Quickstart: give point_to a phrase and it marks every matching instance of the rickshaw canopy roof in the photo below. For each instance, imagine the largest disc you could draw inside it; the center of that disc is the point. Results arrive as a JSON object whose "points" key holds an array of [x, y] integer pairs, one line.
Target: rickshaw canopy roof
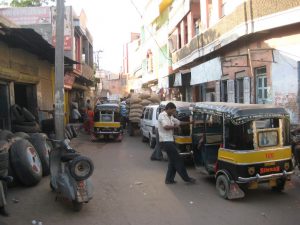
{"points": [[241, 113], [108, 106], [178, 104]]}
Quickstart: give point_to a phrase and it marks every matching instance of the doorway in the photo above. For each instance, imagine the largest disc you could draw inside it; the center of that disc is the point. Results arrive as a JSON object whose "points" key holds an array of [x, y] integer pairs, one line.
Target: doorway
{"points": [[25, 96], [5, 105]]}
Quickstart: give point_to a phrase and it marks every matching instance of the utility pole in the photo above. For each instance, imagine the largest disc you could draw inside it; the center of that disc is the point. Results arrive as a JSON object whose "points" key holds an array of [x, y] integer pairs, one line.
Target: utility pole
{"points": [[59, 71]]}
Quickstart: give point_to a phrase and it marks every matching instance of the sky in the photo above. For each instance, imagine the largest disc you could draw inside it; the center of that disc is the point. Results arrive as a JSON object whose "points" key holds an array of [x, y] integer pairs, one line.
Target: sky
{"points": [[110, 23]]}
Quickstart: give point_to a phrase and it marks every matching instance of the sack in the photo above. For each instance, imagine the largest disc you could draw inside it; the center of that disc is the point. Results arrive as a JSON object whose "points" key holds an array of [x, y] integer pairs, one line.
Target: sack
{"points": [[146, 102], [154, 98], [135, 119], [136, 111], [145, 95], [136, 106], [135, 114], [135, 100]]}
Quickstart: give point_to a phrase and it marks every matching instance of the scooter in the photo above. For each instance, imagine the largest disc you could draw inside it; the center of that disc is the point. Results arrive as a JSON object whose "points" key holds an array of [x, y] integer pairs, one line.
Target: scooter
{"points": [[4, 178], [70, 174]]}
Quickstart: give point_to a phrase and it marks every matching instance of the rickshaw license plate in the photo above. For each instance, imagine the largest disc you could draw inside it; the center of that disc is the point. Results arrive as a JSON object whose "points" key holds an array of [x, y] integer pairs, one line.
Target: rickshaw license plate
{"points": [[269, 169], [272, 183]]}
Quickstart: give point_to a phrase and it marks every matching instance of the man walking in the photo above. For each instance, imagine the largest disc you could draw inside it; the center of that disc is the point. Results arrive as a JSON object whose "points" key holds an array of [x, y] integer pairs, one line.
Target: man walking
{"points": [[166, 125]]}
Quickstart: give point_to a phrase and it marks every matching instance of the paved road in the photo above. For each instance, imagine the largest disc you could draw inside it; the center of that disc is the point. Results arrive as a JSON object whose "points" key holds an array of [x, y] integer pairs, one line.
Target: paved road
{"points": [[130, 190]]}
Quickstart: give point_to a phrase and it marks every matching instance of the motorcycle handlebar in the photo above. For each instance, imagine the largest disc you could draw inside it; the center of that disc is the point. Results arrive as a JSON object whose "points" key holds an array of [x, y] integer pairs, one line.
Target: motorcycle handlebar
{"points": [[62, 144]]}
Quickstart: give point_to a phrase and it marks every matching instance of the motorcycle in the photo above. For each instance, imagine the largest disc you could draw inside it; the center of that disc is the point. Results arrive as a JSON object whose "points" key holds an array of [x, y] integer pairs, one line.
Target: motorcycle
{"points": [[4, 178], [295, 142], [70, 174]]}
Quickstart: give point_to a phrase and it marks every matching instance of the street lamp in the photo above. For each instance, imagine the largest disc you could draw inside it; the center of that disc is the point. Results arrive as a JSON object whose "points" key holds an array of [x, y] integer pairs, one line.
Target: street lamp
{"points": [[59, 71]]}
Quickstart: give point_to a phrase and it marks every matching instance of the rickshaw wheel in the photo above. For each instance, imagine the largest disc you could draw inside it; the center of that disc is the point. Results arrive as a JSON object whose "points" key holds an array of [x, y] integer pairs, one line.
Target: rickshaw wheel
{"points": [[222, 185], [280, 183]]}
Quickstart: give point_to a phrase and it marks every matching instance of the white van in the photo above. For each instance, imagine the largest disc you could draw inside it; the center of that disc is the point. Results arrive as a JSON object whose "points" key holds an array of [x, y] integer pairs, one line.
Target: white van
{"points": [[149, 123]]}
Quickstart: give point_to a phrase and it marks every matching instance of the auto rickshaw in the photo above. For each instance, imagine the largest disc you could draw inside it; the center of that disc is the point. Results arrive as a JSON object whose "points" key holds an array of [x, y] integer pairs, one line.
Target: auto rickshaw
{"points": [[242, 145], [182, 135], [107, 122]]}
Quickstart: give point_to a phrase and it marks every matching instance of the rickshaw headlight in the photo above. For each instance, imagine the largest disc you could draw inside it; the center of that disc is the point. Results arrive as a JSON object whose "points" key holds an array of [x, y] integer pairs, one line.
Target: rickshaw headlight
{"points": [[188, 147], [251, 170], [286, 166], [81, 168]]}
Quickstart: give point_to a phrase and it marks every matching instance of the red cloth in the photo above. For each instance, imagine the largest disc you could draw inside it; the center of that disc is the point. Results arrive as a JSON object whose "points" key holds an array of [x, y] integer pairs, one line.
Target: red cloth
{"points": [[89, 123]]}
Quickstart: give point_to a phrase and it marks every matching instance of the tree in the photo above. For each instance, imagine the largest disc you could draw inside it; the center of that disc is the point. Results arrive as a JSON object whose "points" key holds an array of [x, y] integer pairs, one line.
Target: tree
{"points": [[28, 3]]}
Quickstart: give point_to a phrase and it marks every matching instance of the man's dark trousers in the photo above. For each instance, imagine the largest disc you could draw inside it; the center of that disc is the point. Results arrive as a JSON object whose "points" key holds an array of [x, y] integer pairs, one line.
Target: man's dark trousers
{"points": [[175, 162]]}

....................

→ What is expected
Find where the line with "Target: auto rickshaw" sits in the material above, then copy exactly from it through the line with "the rickshaw headlight". Add no other line.

→ Completed task
Target: auto rickshaw
{"points": [[242, 145], [182, 135], [107, 122]]}
Quickstart: give point_to a phrase and it marks every matching instance of the rickshaw headlight in the photo above. For each instance, imagine the largest disc you could draw inside it; the center of that disc is the point. Results arrive as a JSON object whose "points" key holds an array of [x, y] integer pairs, one line.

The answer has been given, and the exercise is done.